→ WORK REQUEST
Using the data that follows, report how many lines include "great"; output no other text.

(Dataset entries)
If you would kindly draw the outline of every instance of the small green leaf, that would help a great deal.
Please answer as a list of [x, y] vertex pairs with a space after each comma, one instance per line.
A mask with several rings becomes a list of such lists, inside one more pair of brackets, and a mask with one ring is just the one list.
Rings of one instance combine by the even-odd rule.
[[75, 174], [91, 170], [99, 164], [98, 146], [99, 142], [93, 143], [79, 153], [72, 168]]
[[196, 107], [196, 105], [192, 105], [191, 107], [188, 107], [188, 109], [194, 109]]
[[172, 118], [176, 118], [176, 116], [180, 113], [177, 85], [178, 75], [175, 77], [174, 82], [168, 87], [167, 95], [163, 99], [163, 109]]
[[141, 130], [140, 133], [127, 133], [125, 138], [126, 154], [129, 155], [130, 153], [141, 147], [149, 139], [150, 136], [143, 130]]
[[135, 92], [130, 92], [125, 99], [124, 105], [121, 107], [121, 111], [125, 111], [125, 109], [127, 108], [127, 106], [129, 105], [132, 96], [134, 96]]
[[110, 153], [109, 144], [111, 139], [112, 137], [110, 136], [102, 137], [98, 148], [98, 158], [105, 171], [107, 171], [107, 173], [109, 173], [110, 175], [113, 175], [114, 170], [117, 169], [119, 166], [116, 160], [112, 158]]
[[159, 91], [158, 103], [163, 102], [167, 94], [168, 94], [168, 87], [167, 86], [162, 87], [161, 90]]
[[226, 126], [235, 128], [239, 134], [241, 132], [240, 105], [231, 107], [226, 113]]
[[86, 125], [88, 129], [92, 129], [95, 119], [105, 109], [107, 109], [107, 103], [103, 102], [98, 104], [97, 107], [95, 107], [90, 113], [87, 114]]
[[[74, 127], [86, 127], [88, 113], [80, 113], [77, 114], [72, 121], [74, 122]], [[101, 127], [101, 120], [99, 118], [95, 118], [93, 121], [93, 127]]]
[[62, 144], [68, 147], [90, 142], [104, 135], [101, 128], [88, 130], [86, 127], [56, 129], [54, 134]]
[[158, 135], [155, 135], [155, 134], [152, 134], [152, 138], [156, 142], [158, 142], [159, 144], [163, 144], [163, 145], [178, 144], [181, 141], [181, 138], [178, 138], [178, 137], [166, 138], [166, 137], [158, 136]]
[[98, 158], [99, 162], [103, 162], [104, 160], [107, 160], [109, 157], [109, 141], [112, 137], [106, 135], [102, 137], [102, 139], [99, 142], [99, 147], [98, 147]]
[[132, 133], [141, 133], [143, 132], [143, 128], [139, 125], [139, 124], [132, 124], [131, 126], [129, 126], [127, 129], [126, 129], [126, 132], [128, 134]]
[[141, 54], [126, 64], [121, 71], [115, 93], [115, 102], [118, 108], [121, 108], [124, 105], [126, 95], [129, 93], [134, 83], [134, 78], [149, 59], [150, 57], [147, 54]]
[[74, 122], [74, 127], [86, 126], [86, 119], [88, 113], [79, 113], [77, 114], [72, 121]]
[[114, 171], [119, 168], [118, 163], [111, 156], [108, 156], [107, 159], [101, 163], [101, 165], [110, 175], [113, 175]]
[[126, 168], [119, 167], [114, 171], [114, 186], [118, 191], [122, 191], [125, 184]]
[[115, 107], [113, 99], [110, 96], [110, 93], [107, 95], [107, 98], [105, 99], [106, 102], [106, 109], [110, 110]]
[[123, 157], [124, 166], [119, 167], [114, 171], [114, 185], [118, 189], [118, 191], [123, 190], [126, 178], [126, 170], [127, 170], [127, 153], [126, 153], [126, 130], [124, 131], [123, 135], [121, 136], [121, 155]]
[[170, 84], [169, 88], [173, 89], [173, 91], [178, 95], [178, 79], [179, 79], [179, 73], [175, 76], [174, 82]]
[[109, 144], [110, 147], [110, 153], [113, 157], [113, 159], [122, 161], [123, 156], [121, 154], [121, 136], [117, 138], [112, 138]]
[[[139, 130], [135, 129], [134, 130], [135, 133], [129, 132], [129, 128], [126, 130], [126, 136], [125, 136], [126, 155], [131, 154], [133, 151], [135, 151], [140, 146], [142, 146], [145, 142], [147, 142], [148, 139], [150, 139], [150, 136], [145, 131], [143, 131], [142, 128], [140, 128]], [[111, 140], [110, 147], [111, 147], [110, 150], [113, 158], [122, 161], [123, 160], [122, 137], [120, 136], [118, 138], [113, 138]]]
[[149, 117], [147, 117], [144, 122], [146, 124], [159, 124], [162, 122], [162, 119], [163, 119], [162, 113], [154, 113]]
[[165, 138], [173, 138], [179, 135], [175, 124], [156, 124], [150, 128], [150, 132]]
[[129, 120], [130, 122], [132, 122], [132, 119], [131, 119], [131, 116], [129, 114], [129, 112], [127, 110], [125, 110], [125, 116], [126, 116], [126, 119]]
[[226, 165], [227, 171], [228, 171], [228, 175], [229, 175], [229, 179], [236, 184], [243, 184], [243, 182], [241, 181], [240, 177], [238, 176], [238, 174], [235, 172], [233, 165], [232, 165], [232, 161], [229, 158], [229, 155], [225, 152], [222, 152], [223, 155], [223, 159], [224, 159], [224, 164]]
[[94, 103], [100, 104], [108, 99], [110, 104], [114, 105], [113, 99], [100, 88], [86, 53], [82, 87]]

--

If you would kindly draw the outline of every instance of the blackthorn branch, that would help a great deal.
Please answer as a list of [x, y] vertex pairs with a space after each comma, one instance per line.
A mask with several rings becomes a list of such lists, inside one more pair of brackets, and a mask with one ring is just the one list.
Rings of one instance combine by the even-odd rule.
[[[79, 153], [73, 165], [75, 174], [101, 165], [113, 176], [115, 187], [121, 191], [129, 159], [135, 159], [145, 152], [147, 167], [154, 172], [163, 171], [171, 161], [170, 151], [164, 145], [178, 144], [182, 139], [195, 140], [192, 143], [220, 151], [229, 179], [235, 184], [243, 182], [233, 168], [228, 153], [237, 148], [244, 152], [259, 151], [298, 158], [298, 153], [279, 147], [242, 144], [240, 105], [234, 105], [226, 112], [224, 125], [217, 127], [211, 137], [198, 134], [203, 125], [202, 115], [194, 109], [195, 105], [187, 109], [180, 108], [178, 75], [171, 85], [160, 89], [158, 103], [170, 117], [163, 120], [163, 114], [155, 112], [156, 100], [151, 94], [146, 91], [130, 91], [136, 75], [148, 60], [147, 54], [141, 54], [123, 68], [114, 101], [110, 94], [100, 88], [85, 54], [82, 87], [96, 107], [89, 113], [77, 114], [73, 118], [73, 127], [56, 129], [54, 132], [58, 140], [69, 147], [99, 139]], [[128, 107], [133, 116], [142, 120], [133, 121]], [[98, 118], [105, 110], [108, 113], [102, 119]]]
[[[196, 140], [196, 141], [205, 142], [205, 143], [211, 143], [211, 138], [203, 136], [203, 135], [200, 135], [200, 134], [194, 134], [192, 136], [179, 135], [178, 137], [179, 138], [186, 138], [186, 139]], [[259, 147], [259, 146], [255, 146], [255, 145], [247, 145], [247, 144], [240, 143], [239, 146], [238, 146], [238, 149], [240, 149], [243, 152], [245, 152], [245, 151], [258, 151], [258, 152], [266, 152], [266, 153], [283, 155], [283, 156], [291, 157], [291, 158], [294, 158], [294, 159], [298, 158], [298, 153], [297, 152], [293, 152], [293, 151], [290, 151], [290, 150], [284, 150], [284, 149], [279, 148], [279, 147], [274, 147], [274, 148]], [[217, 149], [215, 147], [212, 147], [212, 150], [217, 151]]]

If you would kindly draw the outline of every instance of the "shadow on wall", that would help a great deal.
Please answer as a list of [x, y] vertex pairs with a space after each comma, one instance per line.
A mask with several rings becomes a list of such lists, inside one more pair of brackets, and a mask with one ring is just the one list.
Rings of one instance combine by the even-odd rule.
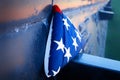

→ RESULT FOR THIS TASK
3